* _Exercise_
Copy out the records below word for word, starting with the line that contains "the white court" and going on through the last line of the records.
#### Records to use ####
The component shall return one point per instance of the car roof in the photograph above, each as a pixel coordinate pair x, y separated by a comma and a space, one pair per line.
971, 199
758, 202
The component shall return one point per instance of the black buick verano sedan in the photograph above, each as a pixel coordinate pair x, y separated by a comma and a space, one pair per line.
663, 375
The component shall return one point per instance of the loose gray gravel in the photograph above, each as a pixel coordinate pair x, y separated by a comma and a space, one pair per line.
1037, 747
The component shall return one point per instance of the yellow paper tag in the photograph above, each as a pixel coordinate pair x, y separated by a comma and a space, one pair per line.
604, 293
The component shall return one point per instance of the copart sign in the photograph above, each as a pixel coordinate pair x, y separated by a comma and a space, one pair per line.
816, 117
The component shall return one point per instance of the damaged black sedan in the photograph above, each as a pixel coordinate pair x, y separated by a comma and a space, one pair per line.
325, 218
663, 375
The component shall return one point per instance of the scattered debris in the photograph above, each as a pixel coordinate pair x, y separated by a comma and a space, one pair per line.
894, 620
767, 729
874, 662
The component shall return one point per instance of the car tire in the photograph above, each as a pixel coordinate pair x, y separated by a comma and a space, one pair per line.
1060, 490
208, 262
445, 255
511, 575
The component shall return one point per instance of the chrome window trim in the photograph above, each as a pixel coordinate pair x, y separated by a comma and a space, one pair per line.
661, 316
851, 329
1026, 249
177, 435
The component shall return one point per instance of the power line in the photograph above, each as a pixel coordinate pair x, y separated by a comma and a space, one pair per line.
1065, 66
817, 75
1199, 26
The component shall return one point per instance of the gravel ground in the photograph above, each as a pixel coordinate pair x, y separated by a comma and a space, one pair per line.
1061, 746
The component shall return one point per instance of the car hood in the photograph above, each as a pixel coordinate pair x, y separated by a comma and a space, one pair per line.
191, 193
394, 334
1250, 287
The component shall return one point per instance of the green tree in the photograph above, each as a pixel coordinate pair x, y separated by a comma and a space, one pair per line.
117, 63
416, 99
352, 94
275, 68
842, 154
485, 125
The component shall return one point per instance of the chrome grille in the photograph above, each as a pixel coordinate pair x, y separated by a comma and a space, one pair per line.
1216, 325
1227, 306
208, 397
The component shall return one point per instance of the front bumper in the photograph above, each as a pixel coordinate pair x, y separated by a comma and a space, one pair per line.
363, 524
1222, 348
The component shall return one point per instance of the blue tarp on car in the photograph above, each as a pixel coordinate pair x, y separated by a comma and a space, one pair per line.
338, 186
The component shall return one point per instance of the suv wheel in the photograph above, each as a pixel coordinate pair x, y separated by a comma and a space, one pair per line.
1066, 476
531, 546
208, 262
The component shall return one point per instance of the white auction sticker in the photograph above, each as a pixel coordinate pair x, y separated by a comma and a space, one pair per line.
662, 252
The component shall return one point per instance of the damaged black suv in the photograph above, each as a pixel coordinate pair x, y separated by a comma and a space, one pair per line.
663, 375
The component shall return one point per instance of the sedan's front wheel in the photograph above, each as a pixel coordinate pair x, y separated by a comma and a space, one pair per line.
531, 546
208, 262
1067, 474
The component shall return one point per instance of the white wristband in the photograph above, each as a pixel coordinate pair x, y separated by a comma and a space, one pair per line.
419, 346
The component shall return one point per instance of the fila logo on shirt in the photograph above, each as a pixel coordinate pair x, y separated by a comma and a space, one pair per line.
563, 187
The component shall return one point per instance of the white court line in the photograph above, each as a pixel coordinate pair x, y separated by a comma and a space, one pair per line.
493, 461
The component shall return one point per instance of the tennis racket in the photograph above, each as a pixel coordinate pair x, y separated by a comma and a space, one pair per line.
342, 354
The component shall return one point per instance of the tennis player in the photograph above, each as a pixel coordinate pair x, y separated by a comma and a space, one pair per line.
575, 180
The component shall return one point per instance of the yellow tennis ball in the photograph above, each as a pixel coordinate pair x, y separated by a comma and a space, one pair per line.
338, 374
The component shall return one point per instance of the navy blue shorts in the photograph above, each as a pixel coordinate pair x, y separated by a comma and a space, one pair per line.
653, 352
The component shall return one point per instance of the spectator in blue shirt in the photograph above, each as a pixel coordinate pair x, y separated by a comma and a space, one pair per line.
####
* _Answer for the task_
The component shall return one point per instance of the white court line in the photograph above, each as a pixel coordinate pair x, y separated by a comma and a space, one pair per line.
493, 461
The component shall return one point per instance of the tennis racket in the photograph above, each as a pixel coordinate pair x, y separated by a comma and a space, one pair per line.
342, 354
The component shall return one point per instance of the tennis player in the photograph above, each as a pixel coordinate pair x, y separated by a comma and a space, one pair per line.
575, 180
The component shall return one point per instance of the yellow tennis ball in the photograph above, each as a pixel coordinate pair x, y separated by a comma and a space, one pair per line.
338, 374
The component shall return one point per instance of the navy blue shorts in the photograph above, each as a pixel coordinate pair x, y separated by a comma and a space, one pair per line.
653, 352
The component shall return one point per instance of the spectator in blue shirt in the photograph above, each as a pixel coordinate pair x, y separated by a comma and a space, one pair per line.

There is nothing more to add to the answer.